**What is asked**
Lay out as a numbered list every line from the one containing "Player-spacing review: tag the woman's hand" through the end of the material, both included. Omit blank lines.

Location labeling records:
Start
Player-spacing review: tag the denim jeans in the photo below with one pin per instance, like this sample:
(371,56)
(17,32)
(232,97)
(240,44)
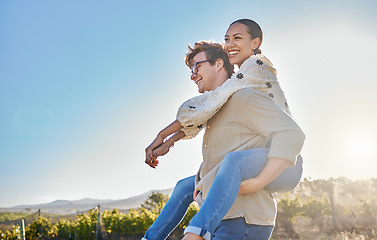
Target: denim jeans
(174,210)
(238,229)
(236,167)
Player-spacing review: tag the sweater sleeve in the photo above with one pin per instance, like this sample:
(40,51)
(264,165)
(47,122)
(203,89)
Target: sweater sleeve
(269,120)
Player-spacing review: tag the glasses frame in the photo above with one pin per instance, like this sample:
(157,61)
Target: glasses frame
(194,69)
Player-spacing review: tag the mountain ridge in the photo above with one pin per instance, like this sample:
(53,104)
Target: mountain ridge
(62,206)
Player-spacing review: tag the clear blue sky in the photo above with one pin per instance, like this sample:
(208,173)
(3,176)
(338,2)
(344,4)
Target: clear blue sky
(86,85)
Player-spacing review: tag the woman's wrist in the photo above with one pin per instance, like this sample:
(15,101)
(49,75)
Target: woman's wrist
(171,140)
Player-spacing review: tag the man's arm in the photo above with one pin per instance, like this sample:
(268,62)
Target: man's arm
(273,168)
(167,131)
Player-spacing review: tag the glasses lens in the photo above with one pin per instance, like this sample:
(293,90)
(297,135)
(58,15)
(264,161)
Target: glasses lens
(193,69)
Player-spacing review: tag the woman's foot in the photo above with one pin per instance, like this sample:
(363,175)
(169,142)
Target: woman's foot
(192,236)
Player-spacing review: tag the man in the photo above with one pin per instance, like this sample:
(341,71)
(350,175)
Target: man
(248,120)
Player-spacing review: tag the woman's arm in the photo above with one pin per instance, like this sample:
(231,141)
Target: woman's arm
(170,129)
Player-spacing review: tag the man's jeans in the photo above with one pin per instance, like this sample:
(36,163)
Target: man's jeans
(236,167)
(238,229)
(174,210)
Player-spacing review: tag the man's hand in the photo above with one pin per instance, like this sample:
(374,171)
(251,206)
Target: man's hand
(149,159)
(250,186)
(162,149)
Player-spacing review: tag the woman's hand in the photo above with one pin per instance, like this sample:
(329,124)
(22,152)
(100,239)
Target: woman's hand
(162,149)
(149,159)
(195,194)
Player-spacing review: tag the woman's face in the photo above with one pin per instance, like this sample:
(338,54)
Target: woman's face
(238,43)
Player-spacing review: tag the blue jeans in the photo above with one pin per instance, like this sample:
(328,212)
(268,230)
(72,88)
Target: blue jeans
(236,167)
(238,229)
(174,210)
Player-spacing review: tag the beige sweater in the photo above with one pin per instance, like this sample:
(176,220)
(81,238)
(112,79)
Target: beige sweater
(249,119)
End
**Result of this task**
1. Player-spacing review: tag the woman's hand in the photo above with one pin per instance, like this sample:
2. (329,124)
3. (22,152)
4. (100,239)
5. Target: woman's hand
6. (162,149)
7. (149,159)
8. (195,194)
9. Player-spacing review: tag the woman's face in the photo above with one pin per instance, like this sample:
10. (338,54)
11. Target: woman's face
12. (238,43)
13. Player-spacing review: tag the blue jeans in the photo above with one pin per instance, like this sample:
14. (328,212)
15. (268,230)
16. (72,88)
17. Target: blue jeans
18. (236,167)
19. (238,229)
20. (174,210)
21. Player-spacing review: tag the beige sweater in the photo above with one pin per instance, like this sample:
22. (176,220)
23. (81,238)
24. (112,79)
25. Target: beige sweater
26. (249,119)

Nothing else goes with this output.